* **TASK INSTRUCTIONS**: Tally the lines below that contain the string "distant", treating uppercase and lowercase as different, and reply with only the number.
## START DATA FOR PROCESSING
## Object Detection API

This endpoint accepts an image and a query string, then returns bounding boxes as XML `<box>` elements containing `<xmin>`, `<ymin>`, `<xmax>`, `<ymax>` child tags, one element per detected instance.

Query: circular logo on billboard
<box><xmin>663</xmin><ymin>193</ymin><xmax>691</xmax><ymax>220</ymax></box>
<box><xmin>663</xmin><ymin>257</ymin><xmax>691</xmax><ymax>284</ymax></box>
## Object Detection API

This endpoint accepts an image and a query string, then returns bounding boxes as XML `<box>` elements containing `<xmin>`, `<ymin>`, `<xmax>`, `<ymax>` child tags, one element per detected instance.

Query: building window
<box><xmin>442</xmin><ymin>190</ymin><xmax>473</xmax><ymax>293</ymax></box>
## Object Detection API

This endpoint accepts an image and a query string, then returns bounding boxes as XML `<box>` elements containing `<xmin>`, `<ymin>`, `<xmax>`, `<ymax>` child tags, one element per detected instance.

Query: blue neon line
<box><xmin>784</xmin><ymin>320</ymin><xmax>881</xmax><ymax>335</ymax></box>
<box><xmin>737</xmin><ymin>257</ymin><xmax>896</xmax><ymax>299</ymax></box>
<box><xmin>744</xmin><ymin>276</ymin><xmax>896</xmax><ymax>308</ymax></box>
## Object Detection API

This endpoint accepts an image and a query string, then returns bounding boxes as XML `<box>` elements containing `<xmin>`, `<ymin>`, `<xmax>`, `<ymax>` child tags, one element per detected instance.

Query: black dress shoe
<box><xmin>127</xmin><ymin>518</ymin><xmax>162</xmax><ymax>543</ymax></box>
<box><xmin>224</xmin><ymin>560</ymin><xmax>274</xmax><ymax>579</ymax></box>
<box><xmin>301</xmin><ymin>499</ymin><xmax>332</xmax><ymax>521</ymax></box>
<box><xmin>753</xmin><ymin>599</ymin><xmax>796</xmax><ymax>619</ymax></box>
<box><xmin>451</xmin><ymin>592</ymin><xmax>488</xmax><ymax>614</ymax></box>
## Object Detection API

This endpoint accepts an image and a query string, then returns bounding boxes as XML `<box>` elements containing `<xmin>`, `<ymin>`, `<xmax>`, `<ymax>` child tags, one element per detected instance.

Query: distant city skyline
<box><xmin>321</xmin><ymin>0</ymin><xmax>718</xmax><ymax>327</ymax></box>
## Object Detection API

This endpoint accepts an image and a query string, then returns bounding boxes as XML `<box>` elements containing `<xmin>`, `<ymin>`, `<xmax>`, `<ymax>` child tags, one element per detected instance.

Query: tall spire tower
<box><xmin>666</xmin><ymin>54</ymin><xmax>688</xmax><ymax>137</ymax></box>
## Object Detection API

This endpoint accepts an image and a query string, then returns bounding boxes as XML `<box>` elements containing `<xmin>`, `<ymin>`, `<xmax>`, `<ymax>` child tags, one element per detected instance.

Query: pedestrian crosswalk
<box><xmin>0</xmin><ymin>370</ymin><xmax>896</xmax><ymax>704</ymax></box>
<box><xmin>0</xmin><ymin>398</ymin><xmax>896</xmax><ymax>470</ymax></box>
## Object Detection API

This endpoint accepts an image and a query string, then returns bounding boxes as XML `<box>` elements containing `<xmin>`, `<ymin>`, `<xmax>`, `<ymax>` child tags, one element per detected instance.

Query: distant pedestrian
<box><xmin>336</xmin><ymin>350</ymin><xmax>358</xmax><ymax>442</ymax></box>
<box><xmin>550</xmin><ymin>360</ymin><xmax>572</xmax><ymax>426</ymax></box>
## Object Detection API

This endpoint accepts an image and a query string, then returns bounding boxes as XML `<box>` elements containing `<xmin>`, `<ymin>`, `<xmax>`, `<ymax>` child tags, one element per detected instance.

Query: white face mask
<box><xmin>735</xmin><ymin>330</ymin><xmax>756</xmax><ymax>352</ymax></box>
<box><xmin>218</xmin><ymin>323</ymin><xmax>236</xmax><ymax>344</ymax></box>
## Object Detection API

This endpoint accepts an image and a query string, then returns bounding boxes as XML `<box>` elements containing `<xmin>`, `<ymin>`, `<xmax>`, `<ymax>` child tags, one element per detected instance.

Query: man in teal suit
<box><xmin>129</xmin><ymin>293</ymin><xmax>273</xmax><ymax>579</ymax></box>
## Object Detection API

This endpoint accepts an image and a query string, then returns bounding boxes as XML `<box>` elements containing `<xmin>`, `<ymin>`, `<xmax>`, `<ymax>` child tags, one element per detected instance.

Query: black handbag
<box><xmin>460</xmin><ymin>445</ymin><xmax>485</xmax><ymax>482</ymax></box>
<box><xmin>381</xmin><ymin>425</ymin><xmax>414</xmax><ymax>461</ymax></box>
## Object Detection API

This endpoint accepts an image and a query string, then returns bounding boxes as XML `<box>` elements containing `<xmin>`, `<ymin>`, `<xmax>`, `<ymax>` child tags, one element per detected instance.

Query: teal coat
## END DATA FOR PROCESSING
* **RESPONSE**: 2